• _Do this_
Rename "desert shrub" as "desert bush" in the items from the first line through the line containing "<point>286,215</point>", and write those lines out again with nothing else changed.

[Records excerpted from a collection]

####################

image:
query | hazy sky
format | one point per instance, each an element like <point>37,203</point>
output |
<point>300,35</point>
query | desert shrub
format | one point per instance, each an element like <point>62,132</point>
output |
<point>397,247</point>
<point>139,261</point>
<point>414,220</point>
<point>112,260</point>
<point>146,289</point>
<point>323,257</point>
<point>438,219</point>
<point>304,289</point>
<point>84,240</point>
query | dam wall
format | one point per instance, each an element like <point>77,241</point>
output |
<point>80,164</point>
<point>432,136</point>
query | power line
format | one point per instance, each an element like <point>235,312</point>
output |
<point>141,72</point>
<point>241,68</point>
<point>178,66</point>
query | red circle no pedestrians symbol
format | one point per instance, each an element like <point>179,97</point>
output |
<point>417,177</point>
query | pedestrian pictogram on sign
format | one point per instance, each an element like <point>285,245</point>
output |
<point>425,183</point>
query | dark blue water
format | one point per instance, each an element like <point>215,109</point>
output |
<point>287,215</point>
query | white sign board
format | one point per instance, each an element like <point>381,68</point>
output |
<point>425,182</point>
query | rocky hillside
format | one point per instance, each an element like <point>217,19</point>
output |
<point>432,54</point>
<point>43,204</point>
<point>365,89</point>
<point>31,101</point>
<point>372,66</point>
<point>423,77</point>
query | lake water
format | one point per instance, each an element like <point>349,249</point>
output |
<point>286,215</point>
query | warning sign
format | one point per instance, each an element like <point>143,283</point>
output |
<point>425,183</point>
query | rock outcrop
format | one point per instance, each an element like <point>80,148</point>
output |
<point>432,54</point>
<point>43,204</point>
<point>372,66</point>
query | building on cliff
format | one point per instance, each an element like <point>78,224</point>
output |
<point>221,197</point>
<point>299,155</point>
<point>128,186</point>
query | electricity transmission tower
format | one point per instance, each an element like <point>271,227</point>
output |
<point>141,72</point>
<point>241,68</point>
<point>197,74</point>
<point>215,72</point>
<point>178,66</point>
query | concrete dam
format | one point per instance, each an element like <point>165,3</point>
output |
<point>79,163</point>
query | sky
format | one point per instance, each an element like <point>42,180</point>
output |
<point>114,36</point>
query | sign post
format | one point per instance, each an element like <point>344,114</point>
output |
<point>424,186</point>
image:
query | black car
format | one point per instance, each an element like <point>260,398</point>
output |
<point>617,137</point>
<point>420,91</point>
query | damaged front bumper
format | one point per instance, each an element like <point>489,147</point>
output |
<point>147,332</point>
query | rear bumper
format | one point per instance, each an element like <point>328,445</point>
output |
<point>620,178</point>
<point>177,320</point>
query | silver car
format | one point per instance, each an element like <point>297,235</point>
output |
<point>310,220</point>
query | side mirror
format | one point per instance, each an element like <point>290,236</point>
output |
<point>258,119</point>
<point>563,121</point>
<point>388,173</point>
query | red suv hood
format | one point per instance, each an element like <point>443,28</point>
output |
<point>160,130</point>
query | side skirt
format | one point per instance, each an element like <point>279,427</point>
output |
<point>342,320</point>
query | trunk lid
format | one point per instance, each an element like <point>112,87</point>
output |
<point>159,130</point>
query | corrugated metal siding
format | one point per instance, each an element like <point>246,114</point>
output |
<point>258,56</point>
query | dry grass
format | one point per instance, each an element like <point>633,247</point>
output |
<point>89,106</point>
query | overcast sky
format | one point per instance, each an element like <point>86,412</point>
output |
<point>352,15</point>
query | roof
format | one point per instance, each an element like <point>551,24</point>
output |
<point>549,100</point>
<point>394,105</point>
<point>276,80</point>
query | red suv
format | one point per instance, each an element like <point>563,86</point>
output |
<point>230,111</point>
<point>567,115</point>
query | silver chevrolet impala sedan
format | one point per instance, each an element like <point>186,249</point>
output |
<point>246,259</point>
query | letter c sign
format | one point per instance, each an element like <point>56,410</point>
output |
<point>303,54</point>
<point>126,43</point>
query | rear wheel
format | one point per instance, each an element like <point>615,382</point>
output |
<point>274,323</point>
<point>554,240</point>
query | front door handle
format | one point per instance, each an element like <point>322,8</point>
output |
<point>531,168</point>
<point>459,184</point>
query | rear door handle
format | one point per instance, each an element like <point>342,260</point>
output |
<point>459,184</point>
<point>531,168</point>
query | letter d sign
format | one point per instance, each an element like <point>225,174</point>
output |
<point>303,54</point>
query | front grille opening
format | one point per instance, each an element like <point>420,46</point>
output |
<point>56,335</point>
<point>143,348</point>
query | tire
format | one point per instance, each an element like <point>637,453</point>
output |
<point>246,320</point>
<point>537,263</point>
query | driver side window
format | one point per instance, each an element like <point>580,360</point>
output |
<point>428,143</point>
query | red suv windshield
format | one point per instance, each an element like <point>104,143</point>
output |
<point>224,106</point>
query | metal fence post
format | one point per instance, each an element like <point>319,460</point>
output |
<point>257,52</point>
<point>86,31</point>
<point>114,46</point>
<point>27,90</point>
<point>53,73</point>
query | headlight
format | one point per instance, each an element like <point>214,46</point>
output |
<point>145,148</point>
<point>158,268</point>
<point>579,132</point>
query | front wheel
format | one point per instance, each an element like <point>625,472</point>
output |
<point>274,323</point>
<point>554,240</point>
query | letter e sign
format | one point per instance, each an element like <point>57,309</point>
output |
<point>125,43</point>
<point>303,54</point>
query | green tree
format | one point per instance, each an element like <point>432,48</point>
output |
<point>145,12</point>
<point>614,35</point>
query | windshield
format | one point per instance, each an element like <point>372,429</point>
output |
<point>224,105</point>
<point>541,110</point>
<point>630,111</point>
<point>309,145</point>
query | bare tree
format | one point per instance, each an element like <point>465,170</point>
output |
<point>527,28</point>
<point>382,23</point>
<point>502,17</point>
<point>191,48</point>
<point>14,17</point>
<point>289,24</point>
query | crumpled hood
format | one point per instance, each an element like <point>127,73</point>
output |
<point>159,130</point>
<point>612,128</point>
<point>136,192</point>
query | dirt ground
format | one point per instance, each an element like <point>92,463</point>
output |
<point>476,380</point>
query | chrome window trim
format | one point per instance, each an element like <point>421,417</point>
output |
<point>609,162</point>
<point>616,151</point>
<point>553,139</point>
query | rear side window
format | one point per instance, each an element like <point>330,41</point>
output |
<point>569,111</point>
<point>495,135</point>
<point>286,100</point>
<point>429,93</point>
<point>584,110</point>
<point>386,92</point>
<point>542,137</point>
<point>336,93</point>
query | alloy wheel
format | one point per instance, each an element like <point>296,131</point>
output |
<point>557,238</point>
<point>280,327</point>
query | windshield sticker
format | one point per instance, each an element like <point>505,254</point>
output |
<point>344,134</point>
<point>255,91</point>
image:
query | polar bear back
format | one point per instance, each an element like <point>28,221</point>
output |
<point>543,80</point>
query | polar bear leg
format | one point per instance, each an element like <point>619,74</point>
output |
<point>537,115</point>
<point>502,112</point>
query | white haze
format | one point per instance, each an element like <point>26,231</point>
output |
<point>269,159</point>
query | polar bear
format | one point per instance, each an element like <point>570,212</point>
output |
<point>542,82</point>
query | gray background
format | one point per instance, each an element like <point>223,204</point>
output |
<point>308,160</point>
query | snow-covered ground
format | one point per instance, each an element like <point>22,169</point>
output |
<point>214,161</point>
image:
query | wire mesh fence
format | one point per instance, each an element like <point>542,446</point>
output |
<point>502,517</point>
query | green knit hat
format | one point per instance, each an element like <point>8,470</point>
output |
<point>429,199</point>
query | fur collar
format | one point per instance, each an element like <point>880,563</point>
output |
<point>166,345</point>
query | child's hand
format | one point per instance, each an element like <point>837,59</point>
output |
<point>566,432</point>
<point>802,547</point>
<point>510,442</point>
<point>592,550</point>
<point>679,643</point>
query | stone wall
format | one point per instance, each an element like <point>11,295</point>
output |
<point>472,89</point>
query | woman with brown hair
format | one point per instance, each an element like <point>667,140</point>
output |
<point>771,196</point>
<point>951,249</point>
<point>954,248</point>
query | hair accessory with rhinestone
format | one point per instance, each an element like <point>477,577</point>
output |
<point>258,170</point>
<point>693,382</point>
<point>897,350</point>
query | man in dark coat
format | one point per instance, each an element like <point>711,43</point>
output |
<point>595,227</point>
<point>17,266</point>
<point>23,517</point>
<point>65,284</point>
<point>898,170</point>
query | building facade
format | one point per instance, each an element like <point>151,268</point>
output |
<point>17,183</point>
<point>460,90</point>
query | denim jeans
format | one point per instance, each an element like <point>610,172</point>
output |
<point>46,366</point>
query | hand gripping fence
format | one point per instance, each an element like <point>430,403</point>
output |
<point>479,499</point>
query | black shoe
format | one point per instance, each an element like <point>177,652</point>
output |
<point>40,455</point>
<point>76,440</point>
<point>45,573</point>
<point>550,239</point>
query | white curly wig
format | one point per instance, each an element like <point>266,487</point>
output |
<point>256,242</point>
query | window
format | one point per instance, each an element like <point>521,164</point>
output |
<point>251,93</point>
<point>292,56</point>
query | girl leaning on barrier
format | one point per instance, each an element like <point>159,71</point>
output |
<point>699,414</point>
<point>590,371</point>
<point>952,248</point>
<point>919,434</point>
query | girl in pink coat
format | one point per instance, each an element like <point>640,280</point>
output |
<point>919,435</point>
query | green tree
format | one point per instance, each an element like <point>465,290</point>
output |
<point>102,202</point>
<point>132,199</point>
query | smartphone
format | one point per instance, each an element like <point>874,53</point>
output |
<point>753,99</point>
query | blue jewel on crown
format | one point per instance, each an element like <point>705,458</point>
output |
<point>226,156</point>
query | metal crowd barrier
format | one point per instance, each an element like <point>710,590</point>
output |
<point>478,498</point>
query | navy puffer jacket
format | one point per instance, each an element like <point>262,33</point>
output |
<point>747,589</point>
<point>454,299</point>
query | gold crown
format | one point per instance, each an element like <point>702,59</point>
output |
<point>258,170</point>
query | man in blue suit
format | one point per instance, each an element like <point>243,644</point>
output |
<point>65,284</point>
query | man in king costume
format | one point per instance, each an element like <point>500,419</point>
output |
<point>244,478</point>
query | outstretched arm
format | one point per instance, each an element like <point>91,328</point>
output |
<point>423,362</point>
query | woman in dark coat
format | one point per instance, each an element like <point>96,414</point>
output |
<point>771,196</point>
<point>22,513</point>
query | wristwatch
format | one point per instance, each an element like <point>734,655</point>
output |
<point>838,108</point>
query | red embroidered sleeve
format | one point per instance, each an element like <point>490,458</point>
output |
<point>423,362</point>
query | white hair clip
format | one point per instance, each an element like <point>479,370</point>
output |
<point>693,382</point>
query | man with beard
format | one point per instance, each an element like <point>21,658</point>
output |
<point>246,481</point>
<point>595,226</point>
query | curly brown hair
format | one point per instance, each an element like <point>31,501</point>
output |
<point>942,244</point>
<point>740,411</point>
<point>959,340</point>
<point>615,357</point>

####################

• _Task response_
image:
query | hazy sky
format | one point per instance, each an element like <point>37,203</point>
output |
<point>300,35</point>
query | desert bush
format | one point per instance, each an element like <point>62,132</point>
output |
<point>397,247</point>
<point>139,261</point>
<point>414,220</point>
<point>112,260</point>
<point>146,289</point>
<point>323,257</point>
<point>438,219</point>
<point>304,289</point>
<point>84,240</point>
query | dam wall
format | one point per instance, each an element like <point>77,241</point>
output |
<point>80,164</point>
<point>432,136</point>
query | power line
format | one point per instance, each an element like <point>235,312</point>
output |
<point>141,72</point>
<point>241,68</point>
<point>178,66</point>
query | red circle no pedestrians symbol
format | one point per instance, each an element like <point>179,97</point>
output |
<point>417,177</point>
query | pedestrian pictogram on sign
format | one point per instance, each an element like <point>285,245</point>
output |
<point>425,183</point>
query | dark blue water
format | one point per instance, each an element like <point>215,109</point>
output |
<point>287,215</point>
query | white sign board
format | one point per instance, each an element like <point>381,68</point>
output |
<point>425,182</point>
query | rocky hillside
format | one point per instance, each an element like <point>217,19</point>
output |
<point>432,54</point>
<point>43,204</point>
<point>365,89</point>
<point>31,101</point>
<point>372,66</point>
<point>423,77</point>
query | lake water
format | one point per instance, each an element like <point>349,249</point>
output |
<point>286,215</point>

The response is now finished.